(Dataset rows)

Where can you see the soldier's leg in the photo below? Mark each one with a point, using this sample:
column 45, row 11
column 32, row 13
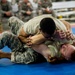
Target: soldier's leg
column 10, row 40
column 15, row 24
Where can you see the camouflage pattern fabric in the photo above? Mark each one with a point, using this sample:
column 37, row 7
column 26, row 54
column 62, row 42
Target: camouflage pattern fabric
column 15, row 24
column 21, row 54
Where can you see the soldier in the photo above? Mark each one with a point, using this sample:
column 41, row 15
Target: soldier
column 5, row 8
column 5, row 12
column 26, row 9
column 45, row 7
column 25, row 54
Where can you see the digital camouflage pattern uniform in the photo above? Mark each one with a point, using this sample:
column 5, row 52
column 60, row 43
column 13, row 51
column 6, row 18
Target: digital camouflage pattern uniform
column 20, row 53
column 5, row 7
column 46, row 4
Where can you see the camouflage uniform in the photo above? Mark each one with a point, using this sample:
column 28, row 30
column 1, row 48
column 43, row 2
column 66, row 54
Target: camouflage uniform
column 23, row 8
column 20, row 54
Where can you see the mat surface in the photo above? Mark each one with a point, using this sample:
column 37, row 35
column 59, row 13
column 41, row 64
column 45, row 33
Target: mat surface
column 8, row 68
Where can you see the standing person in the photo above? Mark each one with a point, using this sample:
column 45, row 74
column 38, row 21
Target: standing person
column 26, row 9
column 45, row 7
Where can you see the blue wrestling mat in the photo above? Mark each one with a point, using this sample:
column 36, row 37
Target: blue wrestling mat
column 8, row 68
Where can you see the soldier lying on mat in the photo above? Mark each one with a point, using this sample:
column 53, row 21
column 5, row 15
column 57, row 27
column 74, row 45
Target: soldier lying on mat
column 47, row 42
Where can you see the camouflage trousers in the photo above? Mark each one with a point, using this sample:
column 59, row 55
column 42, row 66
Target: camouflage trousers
column 20, row 53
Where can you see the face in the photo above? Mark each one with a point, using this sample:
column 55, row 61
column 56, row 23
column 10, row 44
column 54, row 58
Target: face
column 4, row 1
column 47, row 36
column 66, row 50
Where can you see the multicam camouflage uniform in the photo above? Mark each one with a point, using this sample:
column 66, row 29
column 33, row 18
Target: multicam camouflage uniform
column 20, row 53
column 5, row 7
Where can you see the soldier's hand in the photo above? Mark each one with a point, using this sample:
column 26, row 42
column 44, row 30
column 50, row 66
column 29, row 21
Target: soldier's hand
column 29, row 12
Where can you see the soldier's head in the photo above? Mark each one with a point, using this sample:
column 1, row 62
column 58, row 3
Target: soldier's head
column 47, row 27
column 3, row 1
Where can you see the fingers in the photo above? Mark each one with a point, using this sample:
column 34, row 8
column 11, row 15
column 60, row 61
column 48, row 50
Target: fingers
column 69, row 35
column 61, row 34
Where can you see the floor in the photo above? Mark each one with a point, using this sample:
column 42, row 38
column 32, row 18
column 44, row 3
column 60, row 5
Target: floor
column 8, row 68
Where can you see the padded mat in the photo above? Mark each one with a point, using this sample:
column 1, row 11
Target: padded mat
column 8, row 68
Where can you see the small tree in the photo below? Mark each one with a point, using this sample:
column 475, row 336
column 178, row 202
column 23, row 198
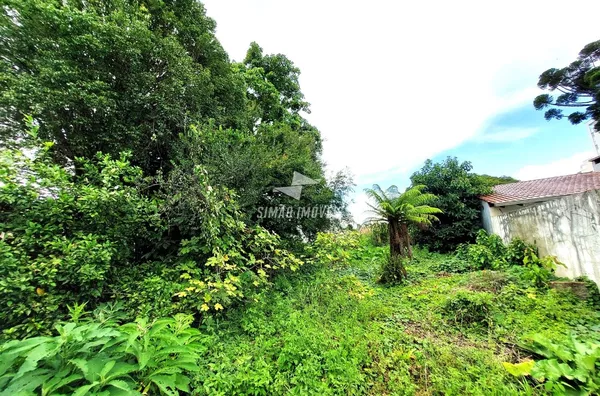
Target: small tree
column 577, row 85
column 399, row 211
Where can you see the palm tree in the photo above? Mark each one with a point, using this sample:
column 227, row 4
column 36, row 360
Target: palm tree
column 399, row 211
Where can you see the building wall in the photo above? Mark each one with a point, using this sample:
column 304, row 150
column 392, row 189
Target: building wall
column 566, row 227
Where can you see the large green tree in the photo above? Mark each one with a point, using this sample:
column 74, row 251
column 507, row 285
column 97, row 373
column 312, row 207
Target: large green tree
column 114, row 75
column 577, row 85
column 458, row 190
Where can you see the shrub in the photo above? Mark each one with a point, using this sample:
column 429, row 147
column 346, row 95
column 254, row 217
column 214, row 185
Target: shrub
column 516, row 251
column 136, row 358
column 454, row 265
column 570, row 366
column 492, row 281
column 335, row 248
column 66, row 234
column 539, row 271
column 593, row 290
column 466, row 307
column 478, row 256
column 379, row 234
column 393, row 270
column 493, row 242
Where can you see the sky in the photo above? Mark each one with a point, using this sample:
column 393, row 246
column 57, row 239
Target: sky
column 392, row 84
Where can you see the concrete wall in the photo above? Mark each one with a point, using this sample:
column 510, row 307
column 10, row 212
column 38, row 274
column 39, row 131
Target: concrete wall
column 566, row 227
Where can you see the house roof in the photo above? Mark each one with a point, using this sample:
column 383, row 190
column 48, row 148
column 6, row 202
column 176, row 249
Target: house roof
column 542, row 189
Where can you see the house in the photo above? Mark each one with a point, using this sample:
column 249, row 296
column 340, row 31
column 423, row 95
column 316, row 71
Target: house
column 560, row 215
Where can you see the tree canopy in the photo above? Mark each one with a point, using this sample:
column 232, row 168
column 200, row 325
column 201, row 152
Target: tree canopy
column 577, row 85
column 152, row 79
column 458, row 190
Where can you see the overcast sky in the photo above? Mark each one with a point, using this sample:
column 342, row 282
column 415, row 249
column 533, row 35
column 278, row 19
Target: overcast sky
column 392, row 84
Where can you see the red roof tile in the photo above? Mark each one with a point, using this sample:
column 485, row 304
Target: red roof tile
column 544, row 188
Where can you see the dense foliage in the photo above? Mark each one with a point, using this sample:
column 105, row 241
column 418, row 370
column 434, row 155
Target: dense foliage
column 577, row 85
column 399, row 211
column 151, row 79
column 93, row 235
column 458, row 191
column 145, row 357
column 135, row 258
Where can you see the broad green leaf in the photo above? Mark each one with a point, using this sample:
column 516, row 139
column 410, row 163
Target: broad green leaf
column 519, row 369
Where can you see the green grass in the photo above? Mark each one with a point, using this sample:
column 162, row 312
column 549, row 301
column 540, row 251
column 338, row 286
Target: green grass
column 333, row 330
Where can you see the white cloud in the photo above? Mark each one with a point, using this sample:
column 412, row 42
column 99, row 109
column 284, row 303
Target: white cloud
column 506, row 135
column 558, row 167
column 394, row 83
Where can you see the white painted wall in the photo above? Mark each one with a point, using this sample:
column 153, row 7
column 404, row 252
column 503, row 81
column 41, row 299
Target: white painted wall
column 566, row 227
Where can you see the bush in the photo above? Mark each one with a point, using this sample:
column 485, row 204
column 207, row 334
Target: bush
column 455, row 265
column 593, row 290
column 102, row 231
column 137, row 358
column 478, row 256
column 393, row 270
column 65, row 235
column 570, row 366
column 379, row 234
column 335, row 248
column 466, row 307
column 516, row 250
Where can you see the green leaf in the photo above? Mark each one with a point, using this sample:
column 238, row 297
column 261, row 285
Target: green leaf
column 83, row 390
column 519, row 369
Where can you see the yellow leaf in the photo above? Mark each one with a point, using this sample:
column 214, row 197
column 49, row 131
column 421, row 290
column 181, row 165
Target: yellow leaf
column 519, row 369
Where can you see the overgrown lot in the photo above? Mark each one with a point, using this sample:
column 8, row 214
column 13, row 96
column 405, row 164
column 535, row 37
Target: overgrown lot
column 333, row 329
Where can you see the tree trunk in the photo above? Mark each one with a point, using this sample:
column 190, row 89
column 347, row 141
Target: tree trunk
column 406, row 238
column 397, row 245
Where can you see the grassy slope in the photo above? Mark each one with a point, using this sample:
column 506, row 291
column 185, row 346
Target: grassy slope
column 334, row 330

### [THE EXERCISE]
Reproduce verbatim the entries running from the line that contains "Where can you see the sky" through the line that contains "column 544, row 188", including both of those lines.

### [THE SOLUTION]
Where can you see the sky in the photo above? Mark each one with a point, using this sample:
column 393, row 246
column 57, row 239
Target: sky
column 392, row 84
Where can you see the concrete wall in the photo above? Mark each one with a point, using this sample:
column 510, row 307
column 10, row 212
column 38, row 274
column 39, row 131
Target: concrete wall
column 566, row 227
Where can you see the house roof in the photo above? Mark each one with a point, using this sample:
column 383, row 190
column 48, row 148
column 6, row 202
column 176, row 249
Target: house roof
column 542, row 189
Where can you see the house in the photo above? Mark each one with a point, using this sample:
column 249, row 296
column 340, row 31
column 423, row 95
column 316, row 71
Target: house
column 560, row 215
Where can you see the tree canopy in the photo above? Mark each one with a point, using this sample:
column 232, row 168
column 200, row 325
column 201, row 152
Target: tree canopy
column 577, row 85
column 152, row 79
column 458, row 190
Where can you see the overcast sky in the photo above? Mark each one with a point, using this sample:
column 342, row 282
column 415, row 249
column 533, row 35
column 278, row 19
Target: overcast sky
column 392, row 84
Where can you see the red roof tile in the photo above? Mark each one with a point, using this sample:
column 485, row 304
Target: red roof tile
column 544, row 188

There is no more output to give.